• Task goal
Retype exactly the lines that run from the line with "Where can the window" to the final line of the entries, keeping both ends and nothing else.

• Data for this task

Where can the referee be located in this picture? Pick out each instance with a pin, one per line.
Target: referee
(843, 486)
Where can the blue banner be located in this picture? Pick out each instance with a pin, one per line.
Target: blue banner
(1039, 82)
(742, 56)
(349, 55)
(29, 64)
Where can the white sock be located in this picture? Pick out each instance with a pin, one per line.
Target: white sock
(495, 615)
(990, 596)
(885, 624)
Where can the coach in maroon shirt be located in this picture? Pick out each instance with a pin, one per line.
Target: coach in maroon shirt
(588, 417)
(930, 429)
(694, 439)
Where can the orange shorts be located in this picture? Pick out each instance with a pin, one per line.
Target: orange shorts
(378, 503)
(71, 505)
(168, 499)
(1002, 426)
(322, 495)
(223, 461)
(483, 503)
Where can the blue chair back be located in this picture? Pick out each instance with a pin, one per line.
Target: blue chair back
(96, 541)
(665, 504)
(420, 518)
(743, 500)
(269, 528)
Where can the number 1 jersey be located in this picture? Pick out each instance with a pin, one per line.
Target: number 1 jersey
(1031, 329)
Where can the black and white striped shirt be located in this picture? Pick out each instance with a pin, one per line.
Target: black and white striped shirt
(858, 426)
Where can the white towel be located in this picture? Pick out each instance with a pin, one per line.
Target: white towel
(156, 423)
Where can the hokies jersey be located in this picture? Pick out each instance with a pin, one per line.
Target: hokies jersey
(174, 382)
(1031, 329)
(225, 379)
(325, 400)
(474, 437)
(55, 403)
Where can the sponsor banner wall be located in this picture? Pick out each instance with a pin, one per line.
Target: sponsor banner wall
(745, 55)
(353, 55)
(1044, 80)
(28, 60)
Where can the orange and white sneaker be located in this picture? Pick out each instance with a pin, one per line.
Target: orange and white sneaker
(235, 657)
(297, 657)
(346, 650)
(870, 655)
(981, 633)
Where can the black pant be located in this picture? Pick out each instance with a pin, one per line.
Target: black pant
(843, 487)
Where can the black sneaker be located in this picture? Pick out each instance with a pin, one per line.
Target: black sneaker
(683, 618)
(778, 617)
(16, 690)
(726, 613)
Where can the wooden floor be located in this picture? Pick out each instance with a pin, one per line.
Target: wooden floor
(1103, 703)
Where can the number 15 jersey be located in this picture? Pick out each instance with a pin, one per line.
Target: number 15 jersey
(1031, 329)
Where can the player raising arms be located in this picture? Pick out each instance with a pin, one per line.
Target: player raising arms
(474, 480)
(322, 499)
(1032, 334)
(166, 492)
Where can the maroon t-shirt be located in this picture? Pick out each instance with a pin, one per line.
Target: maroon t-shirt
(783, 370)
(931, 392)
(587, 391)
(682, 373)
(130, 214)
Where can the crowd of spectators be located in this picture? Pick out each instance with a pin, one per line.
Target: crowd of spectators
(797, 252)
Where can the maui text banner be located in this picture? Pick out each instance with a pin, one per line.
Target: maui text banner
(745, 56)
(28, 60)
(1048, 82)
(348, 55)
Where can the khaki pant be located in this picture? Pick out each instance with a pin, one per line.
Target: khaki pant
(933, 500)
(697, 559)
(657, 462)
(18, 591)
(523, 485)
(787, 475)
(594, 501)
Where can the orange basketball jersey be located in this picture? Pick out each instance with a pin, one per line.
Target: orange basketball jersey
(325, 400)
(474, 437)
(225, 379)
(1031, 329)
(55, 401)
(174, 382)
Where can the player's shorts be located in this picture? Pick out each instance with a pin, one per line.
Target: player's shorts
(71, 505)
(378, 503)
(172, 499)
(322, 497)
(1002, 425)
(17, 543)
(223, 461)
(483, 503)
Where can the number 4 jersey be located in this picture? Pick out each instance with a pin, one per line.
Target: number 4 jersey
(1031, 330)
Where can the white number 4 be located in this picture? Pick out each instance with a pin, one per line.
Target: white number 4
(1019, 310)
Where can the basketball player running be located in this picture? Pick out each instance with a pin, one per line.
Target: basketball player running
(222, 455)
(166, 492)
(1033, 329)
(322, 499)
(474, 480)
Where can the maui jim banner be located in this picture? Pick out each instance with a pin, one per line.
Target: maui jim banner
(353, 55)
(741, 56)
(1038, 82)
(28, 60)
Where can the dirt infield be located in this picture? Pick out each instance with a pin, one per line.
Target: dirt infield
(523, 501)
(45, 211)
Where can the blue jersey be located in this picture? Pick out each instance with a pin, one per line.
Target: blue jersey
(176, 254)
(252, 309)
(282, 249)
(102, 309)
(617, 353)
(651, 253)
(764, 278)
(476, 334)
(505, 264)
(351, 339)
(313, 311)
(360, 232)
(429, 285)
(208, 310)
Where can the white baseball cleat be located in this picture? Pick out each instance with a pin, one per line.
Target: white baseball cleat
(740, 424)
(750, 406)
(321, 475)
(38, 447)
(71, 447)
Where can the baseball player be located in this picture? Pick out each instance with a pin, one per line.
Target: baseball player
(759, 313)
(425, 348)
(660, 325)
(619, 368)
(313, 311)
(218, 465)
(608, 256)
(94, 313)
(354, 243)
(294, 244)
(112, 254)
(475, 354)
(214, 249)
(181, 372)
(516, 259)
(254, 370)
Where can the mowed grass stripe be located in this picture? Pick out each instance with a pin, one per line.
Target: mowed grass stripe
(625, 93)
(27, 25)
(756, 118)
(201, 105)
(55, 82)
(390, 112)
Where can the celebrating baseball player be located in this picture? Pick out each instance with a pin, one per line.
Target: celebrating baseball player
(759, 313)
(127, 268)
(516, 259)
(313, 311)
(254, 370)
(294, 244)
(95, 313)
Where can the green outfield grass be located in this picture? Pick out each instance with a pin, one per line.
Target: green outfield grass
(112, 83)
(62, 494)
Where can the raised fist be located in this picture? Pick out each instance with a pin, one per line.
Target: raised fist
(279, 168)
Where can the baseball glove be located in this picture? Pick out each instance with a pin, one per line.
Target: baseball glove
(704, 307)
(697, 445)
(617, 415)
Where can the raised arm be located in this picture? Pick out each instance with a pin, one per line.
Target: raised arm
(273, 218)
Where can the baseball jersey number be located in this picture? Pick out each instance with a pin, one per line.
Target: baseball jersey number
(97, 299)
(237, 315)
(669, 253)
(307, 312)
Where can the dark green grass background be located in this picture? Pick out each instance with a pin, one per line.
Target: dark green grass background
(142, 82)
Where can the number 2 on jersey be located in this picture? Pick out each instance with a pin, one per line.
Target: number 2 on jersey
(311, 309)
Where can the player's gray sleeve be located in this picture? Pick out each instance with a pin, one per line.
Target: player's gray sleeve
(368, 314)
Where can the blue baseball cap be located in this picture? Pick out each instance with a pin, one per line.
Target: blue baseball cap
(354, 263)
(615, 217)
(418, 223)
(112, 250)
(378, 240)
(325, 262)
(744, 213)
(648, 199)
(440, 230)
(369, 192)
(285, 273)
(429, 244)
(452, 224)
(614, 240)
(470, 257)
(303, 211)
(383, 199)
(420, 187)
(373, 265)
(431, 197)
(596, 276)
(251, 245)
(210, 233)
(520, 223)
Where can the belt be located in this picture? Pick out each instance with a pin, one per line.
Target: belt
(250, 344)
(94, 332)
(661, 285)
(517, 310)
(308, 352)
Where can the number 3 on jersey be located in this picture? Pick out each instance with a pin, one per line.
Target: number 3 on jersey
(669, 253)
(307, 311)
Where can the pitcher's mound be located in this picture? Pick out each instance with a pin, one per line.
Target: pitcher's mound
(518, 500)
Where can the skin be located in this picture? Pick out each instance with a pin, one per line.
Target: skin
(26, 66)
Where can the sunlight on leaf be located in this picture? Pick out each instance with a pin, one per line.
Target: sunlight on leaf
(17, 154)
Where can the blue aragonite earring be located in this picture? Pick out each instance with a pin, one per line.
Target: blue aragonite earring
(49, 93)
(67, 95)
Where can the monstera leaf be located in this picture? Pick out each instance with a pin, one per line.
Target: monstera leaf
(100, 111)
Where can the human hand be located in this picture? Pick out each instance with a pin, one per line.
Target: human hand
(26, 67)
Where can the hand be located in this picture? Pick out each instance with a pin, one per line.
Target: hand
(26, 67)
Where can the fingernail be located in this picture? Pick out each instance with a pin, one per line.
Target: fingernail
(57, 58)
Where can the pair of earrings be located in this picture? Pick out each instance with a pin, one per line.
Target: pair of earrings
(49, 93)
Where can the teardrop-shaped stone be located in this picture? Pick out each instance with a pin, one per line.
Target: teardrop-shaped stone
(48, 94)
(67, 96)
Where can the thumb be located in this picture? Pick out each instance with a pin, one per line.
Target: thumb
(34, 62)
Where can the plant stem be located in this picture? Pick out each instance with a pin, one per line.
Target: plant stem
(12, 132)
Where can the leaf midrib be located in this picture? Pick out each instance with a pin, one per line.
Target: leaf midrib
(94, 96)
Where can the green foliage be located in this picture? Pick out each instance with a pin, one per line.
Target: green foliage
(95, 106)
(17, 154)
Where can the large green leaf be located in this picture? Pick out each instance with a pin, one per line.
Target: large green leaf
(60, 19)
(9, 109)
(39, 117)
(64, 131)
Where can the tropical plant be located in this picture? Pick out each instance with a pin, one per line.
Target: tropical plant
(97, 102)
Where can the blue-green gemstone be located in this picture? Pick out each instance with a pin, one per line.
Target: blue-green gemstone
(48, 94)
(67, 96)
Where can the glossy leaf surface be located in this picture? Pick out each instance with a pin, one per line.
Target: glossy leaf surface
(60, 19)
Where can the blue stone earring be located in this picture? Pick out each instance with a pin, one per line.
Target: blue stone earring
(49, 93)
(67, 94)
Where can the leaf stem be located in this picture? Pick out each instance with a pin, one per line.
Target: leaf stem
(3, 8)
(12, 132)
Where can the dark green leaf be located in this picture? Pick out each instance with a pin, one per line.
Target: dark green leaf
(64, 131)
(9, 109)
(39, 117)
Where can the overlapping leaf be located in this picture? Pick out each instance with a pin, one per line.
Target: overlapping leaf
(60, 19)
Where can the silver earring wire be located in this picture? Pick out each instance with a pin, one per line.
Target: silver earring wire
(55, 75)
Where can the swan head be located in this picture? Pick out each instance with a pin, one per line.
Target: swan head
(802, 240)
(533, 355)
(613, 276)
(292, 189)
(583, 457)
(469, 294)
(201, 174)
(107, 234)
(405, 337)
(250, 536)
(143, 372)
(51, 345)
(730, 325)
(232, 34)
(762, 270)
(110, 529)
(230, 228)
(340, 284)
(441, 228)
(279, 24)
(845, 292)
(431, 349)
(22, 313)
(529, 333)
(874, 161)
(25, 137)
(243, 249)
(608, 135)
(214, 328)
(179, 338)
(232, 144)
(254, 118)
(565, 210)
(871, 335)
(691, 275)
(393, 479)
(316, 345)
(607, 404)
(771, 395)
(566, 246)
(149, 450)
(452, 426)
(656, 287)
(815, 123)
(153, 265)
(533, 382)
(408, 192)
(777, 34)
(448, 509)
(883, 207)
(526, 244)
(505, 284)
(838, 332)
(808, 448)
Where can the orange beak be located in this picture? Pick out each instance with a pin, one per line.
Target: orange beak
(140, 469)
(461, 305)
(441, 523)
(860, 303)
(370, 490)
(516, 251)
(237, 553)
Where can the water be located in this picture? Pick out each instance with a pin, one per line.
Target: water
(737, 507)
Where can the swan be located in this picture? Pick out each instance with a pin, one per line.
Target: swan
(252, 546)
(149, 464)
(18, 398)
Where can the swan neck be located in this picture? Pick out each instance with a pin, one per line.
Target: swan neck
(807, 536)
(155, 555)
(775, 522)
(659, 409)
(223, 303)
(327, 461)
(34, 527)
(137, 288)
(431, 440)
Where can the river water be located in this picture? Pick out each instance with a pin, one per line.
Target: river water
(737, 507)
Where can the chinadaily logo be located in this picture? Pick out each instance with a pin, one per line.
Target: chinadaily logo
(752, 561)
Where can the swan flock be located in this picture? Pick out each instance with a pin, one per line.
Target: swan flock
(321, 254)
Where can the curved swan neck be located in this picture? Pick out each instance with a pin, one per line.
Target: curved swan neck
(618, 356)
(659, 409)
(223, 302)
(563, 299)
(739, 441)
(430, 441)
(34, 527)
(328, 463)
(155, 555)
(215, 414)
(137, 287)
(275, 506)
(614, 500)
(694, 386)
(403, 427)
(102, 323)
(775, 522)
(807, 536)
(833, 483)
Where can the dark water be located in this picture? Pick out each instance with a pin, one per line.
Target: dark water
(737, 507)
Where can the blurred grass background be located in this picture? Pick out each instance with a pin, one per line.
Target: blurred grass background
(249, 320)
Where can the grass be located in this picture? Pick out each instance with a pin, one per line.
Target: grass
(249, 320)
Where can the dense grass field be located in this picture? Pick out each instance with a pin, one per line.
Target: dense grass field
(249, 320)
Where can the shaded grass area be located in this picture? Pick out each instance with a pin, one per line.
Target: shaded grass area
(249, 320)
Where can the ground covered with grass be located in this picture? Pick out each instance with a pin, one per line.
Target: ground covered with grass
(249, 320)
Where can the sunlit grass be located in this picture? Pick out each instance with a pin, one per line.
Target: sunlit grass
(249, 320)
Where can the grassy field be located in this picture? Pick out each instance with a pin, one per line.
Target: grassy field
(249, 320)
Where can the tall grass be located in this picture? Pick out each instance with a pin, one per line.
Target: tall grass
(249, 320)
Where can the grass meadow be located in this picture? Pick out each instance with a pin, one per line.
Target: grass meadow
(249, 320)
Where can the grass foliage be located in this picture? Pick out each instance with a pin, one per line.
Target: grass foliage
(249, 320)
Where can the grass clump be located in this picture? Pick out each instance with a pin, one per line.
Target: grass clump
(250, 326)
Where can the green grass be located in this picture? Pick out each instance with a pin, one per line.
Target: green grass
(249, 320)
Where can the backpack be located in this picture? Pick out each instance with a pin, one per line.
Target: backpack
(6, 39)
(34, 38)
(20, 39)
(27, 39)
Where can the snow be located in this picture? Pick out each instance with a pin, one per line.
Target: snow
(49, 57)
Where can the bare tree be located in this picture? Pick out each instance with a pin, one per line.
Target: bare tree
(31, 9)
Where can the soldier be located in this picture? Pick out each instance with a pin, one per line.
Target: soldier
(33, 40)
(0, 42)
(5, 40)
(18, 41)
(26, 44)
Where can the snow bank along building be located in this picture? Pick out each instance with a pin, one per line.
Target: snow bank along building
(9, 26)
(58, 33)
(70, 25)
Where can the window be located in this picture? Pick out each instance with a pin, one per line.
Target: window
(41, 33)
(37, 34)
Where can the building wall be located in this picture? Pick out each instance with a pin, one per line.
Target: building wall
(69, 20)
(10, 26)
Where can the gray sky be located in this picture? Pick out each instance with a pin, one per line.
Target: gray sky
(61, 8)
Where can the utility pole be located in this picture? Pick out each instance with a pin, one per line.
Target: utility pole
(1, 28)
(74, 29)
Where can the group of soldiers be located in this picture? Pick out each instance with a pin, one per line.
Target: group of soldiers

• Task output
Where can the window be located in this picture? Pick out each instance with a pin, one per line.
Target: window
(41, 33)
(37, 34)
Where can the building wall be located in this picture? Pick out each instance with a pin, one per line.
Target: building wall
(69, 20)
(10, 26)
Where can the gray sky be located in this picture? Pick out each instance with a pin, one per line.
Target: gray sky
(61, 8)
Where can the utility pole be located in this picture? Pick out each instance with a pin, one per line.
Target: utility pole
(1, 28)
(74, 29)
Where can the group of soldiers be located in this picture? Pick out each instance with a pin, one per line.
Target: group of soldiers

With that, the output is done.